* _What is expected_
Set down, word for word, everything in the business risks text below from "Competition within our" down to "achieve market acceptance.".

* _Extracted text_
In the nine months ended August 31, 2003, approximately 73%, of our revenue were from international customers, including governmental customers: 47% from the United States and 26% from other international countries. We expect that international sales will continue to account for a significant portion of our revenues for the foreseeable future. As a result, we are subject to risks of doing business internationally, including those risks related to:
• | | changes in regulatory requirements; |
• | | domestic and foreign government policies, including requirements to expend a portion of program funds locally and governmental industrial co-operation requirements; |
• | | fluctuations in foreign currency exchange rates; |
• | | the complexity and necessity of using foreign representatives and consultants; |
• | | imposition of tariffs or embargoes, export controls and other trade restrictions; and |
• | | compliance with a variety of foreign laws. |
While the presence of these factors and the impact of these factors are difficult to predict, any one or more of them could adversely affect our operations in the future.
Competition within our markets may reduce our procurement of future contracts and our sales.
The defence industry in which we operate is highly competitive. Our competitors range from smaller companies, which are primarily targeting the pleasure boat market, to large diversified corporations in the radar/marine equipment segment of the industry. Some of our competitors may have more extensive or more specialized engineering, manufacturing and marketing capabilities than we have. There can be no assurance that we can continue to compete effectively with these companies.
Our future success will depend on our ability to develop new technologies that achieve market acceptance.
The defence market is characterized by rapidly changing technologies and evolving industry standards. Accordingly, our future performance depends on a number of factors, including our ability to
• | | identify emerging technological trends in our market; |
• | | develop and maintain competitive products; |
• | | enhance our products by adding innovative features that differentiate our products from those of our competitors; and |
• | | manufacture and bring products to market quickly at cost-effective prices. |
We believe that, in order to remain competitive in the future, we will need to continue to develop new products, which will require the investment of significant financial resources in new product development. In addition, there can be no assurance that the market for our products will develop or continue to expand as we currently anticipate. The failure of our technology to gain market acceptance could significantly reduce our revenues and harm our business. Furthermore, we cannot be sure that our competitors will not develop competing technology, which gains market acceptance in advance of our products. The possibility that our competitors might develop new technology or products might cause our existing technology and products to become obsolete. If we fail in our new product development efforts or our products fail to achieve market acceptance more rapidly than our competitors, our revenues will decline and our business, financial condition and results of operations will be negatively affected.

* _Dataset extract_
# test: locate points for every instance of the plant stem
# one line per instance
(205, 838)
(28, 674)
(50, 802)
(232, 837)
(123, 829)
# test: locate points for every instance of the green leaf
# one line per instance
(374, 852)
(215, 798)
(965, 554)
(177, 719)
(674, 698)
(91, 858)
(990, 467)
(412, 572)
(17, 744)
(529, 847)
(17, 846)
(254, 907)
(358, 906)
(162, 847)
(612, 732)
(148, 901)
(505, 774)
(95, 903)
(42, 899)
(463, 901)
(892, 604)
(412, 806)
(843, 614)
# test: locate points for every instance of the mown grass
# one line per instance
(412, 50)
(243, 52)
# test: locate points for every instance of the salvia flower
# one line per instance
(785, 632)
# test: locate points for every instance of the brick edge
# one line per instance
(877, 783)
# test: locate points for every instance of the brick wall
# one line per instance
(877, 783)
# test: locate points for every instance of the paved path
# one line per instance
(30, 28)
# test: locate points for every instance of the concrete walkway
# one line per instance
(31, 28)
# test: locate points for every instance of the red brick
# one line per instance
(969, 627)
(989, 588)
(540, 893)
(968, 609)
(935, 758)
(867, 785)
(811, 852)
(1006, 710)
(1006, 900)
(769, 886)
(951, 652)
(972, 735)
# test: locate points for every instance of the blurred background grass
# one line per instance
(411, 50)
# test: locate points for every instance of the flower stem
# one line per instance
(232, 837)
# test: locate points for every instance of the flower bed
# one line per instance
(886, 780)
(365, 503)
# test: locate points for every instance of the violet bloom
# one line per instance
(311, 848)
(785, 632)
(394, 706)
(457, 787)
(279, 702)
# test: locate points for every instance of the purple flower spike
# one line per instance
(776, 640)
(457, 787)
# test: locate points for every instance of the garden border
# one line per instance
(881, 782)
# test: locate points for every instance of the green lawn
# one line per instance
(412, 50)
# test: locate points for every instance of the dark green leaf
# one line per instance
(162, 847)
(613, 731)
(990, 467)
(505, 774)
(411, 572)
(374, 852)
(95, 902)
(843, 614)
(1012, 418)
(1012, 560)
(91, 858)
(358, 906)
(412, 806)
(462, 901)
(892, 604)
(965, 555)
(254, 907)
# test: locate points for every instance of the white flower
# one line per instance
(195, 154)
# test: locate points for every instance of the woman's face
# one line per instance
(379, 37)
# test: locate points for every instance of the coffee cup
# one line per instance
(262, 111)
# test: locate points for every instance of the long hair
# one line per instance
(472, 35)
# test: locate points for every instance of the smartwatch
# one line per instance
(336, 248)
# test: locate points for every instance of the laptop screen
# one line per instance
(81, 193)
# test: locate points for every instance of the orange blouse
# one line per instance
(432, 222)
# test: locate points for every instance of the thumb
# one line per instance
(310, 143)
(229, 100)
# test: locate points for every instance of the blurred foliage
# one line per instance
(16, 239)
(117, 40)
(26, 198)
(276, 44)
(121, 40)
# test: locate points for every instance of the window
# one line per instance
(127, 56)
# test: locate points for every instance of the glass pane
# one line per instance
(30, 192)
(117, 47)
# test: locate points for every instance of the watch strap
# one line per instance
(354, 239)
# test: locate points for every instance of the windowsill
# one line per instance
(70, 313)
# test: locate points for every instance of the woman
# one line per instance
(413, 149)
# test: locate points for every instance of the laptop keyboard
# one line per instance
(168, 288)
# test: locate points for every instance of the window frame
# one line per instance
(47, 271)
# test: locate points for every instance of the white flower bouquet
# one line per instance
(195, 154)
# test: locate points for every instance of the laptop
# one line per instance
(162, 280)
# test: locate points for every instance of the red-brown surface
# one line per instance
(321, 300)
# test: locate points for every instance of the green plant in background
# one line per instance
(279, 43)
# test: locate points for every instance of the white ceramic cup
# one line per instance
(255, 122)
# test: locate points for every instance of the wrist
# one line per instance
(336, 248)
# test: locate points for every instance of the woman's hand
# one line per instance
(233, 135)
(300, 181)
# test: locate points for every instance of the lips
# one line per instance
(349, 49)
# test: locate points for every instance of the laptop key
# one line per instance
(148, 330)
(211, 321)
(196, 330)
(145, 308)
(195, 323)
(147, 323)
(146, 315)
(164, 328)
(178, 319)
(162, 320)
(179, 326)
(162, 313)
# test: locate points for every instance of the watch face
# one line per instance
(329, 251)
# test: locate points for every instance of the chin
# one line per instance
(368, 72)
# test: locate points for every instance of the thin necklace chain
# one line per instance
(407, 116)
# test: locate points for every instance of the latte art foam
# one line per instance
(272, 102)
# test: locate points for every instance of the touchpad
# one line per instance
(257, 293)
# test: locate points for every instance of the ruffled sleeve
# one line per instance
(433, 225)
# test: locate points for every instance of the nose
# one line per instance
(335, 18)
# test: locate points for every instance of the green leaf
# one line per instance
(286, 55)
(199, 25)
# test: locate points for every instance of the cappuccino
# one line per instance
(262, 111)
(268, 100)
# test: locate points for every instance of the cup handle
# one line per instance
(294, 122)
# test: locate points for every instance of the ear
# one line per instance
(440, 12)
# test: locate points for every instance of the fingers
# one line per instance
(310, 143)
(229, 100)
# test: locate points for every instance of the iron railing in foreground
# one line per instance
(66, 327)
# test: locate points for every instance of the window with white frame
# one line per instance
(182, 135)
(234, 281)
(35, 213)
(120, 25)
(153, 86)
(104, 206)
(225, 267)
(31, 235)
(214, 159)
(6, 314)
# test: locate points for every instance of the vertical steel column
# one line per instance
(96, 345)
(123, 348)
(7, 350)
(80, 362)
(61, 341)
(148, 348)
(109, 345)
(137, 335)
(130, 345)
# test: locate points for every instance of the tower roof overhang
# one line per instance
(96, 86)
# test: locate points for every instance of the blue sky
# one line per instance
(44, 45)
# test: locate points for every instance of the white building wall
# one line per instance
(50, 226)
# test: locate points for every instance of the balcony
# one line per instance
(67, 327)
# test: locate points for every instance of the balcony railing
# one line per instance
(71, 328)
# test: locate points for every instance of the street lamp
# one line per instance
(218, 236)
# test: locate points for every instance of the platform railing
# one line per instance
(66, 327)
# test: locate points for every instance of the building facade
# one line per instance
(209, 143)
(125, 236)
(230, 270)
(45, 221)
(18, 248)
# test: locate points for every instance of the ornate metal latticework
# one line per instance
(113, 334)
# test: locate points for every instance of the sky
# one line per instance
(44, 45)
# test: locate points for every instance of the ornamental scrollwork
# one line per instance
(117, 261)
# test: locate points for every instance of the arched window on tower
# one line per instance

* _The response_
Competition within our markets may reduce our procurement of future contracts and our sales.
The defence industry in which we operate is highly competitive. Our competitors range from smaller companies, which are primarily targeting the pleasure boat market, to large diversified corporations in the radar/marine equipment segment of the industry. Some of our competitors may have more extensive or more specialized engineering, manufacturing and marketing capabilities than we have. There can be no assurance that we can continue to compete effectively with these companies.
Our future success will depend on our ability to develop new technologies that achieve market acceptance.